▶ Required work
Copy out every line from the one containing "task: outline the broken stone fragment" down to the one containing "397L95 423L217 436L232", both included, with nothing changed. Leave out all other entries.

▶ Supplied information
* * * *

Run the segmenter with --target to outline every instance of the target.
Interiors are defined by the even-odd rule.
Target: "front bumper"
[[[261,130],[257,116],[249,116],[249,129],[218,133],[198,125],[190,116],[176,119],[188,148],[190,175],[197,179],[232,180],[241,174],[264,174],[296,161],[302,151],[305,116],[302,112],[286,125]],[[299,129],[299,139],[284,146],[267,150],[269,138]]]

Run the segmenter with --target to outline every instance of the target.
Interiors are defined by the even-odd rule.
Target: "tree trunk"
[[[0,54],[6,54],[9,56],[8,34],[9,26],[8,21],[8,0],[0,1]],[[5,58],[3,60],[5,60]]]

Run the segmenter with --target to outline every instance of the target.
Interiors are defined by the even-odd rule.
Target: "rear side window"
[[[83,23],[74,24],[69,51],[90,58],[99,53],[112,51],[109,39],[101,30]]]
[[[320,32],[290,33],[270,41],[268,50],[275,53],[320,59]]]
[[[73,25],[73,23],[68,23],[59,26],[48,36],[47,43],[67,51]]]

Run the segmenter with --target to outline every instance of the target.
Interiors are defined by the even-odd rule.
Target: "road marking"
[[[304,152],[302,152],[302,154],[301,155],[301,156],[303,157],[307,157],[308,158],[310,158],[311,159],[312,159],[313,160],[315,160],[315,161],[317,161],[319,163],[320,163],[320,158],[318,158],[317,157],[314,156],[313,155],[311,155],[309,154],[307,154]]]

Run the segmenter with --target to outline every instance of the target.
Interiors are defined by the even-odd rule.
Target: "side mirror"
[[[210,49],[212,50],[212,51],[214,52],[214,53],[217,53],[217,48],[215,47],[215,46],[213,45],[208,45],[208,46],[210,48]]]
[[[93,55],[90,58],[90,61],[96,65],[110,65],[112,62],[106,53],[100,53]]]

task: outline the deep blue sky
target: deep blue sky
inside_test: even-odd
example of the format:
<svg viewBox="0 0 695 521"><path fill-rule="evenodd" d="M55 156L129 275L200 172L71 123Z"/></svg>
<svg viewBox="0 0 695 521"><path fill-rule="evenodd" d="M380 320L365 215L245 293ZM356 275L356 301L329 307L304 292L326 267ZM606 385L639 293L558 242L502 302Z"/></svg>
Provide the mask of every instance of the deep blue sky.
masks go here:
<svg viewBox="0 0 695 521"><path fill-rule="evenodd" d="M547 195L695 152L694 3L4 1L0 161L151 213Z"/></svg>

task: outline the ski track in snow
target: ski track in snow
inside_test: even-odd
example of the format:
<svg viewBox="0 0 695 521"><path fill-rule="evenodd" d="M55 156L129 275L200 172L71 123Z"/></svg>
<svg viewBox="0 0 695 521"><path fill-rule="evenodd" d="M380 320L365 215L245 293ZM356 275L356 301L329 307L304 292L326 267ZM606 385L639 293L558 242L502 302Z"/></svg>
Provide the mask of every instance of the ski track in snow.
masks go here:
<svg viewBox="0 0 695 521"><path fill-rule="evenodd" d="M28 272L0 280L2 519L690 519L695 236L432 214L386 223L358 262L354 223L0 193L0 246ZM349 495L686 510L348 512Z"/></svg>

* * * *

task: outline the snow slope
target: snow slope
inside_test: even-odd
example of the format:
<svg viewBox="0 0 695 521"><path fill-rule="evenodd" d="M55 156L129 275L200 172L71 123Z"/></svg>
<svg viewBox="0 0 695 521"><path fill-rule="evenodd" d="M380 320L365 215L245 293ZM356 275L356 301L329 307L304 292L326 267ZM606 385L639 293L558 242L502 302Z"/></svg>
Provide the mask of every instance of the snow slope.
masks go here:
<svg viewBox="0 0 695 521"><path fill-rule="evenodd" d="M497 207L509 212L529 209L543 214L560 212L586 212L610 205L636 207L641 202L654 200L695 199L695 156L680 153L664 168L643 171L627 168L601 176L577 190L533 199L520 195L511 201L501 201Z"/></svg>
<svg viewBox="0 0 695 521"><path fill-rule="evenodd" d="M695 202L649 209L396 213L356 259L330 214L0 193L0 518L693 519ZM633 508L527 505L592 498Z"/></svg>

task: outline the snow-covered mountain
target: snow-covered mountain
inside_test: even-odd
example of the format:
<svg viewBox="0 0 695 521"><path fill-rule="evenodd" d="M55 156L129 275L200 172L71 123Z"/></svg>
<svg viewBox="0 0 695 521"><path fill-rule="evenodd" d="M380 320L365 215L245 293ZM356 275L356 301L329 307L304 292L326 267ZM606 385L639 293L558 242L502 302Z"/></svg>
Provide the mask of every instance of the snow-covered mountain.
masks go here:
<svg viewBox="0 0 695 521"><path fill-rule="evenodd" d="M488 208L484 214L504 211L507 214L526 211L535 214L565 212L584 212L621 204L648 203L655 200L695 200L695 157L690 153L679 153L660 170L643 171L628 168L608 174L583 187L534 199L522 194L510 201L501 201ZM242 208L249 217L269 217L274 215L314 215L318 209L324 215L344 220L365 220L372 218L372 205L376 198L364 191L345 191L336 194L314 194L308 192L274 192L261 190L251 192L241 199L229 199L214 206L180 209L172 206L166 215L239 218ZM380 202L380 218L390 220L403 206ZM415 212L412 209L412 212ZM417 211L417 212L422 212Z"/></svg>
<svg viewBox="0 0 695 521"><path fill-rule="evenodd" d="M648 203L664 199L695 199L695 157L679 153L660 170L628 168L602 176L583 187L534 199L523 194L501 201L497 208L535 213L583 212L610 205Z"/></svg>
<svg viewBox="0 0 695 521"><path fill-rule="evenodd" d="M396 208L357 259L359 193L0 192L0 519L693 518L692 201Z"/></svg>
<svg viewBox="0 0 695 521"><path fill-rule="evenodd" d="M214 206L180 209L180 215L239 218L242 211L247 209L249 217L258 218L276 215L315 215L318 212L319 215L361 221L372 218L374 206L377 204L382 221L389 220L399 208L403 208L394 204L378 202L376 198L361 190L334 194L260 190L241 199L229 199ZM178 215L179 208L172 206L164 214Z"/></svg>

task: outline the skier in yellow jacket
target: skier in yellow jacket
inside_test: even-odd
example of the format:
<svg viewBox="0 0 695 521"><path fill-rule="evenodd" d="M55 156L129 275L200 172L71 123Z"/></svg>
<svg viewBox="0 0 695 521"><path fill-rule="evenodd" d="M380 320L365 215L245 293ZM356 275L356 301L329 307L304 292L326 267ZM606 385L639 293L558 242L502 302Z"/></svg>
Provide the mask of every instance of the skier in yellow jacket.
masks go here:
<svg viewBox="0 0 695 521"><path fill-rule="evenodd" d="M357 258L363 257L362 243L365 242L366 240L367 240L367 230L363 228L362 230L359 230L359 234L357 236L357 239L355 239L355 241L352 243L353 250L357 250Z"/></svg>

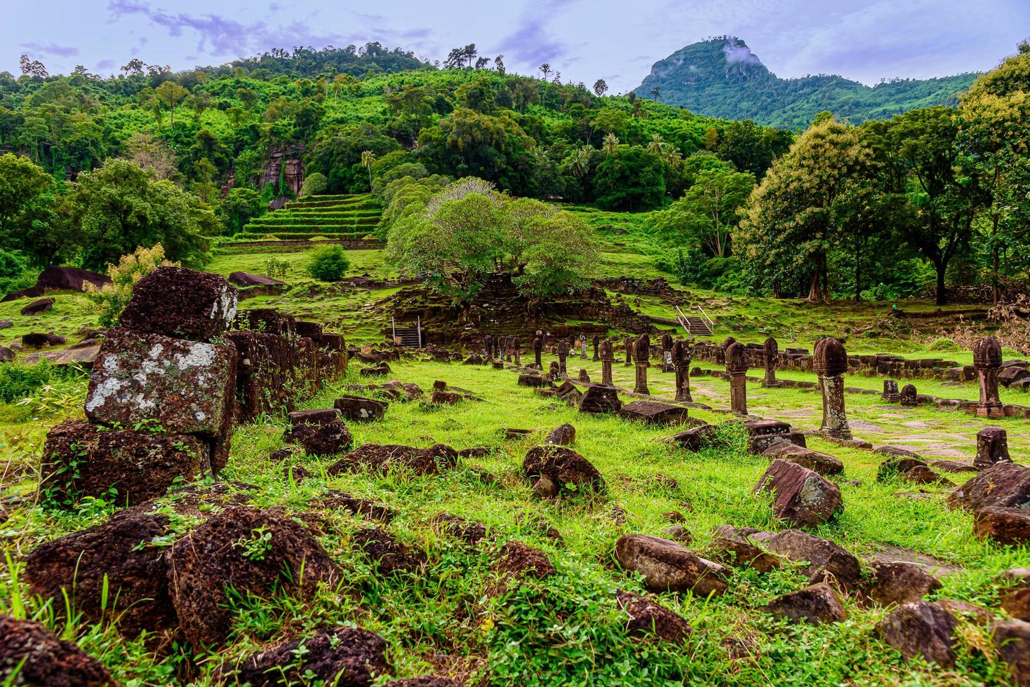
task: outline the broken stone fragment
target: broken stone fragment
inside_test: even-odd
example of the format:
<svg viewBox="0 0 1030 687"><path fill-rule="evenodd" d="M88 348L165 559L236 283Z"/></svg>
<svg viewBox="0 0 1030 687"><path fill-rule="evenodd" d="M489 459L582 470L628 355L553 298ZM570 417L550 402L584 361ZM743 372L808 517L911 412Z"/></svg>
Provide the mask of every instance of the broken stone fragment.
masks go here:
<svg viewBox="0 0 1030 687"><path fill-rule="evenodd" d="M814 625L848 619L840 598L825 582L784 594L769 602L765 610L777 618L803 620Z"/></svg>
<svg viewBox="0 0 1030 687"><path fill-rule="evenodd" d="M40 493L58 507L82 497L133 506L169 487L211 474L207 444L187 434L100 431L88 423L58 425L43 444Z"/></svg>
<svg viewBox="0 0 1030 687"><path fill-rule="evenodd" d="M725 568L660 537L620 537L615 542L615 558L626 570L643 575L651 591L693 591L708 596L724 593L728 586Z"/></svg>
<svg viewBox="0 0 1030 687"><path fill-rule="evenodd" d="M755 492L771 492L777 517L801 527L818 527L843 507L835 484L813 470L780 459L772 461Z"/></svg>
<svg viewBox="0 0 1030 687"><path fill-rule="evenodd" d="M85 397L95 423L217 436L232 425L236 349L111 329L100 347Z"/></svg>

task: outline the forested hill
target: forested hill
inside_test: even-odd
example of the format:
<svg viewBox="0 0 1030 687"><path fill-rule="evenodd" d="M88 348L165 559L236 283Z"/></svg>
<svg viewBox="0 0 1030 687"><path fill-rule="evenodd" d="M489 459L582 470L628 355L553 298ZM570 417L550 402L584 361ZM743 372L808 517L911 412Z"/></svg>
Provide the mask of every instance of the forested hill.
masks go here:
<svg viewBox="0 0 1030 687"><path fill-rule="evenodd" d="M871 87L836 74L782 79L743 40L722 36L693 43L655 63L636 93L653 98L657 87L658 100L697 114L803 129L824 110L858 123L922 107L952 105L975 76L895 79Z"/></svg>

* * * *

▶ Finished exercise
task: outline the broken stone fragment
target: broken stone fragment
inside_test: even-odd
example of the format:
<svg viewBox="0 0 1030 687"><path fill-rule="evenodd" d="M88 348L165 559L236 283Z"/></svg>
<svg viewBox="0 0 1030 687"><path fill-rule="evenodd" d="M489 459L582 470L628 355L553 298ZM570 417L550 402L584 361ZM743 372L808 517L911 412Z"/></svg>
Provide the mask of every instance of the broken stone fragment.
masks go here:
<svg viewBox="0 0 1030 687"><path fill-rule="evenodd" d="M814 625L848 619L840 598L825 582L784 594L769 602L765 610L777 618L803 620Z"/></svg>
<svg viewBox="0 0 1030 687"><path fill-rule="evenodd" d="M40 493L58 507L82 497L133 506L169 487L211 474L207 444L187 434L100 431L88 423L58 425L43 444Z"/></svg>
<svg viewBox="0 0 1030 687"><path fill-rule="evenodd" d="M725 568L660 537L620 537L615 542L615 558L626 570L643 575L651 591L693 591L708 596L724 593L728 586Z"/></svg>
<svg viewBox="0 0 1030 687"><path fill-rule="evenodd" d="M755 492L771 492L777 517L801 527L818 527L843 507L835 484L813 470L780 459L772 461Z"/></svg>
<svg viewBox="0 0 1030 687"><path fill-rule="evenodd" d="M85 397L95 423L217 436L232 425L236 349L111 329L100 347Z"/></svg>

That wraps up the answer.